(Stored entries)
◆ ◆ ◆ ◆

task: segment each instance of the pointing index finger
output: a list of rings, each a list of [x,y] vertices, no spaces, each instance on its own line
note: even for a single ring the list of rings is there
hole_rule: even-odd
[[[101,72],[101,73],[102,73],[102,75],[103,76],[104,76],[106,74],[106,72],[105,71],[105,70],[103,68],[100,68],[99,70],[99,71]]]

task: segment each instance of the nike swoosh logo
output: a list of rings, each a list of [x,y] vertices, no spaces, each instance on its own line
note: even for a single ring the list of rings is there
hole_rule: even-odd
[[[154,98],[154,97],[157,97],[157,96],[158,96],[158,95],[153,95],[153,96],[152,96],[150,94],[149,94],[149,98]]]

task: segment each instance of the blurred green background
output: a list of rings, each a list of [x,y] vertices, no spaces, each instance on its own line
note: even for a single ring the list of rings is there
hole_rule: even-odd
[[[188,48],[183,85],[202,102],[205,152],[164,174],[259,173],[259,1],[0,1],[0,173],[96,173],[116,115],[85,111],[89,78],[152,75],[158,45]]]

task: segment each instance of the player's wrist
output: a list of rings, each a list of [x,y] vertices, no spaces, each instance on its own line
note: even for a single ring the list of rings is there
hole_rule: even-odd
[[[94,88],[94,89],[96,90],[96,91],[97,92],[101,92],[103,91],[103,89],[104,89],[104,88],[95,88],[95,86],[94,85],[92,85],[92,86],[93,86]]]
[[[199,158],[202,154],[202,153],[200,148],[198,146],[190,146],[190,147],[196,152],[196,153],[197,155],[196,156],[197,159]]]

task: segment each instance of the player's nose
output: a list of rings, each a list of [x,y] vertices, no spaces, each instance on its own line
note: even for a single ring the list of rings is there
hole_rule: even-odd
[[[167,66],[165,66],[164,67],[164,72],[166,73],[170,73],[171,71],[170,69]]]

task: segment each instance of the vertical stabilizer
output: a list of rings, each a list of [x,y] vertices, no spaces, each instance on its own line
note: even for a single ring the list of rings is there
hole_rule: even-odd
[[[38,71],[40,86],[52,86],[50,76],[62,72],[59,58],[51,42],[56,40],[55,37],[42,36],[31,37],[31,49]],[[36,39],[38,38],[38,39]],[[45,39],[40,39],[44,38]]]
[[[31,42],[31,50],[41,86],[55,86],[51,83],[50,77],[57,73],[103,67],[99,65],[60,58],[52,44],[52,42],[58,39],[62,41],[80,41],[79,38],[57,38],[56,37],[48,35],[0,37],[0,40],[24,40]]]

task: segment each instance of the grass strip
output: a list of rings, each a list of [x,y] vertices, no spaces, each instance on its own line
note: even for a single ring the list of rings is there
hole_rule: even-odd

◆ ◆ ◆ ◆

> **JOB**
Return each line from the items above that contains the string "task".

> **EXERCISE ANSWER**
task: segment each instance of the pointing index finger
task: segment each instance of the nike swoosh logo
task: segment each instance of the blurred green background
task: segment each instance of the player's wrist
task: segment each instance of the player's nose
task: segment each instance of the vertical stabilizer
task: segment each instance of the grass strip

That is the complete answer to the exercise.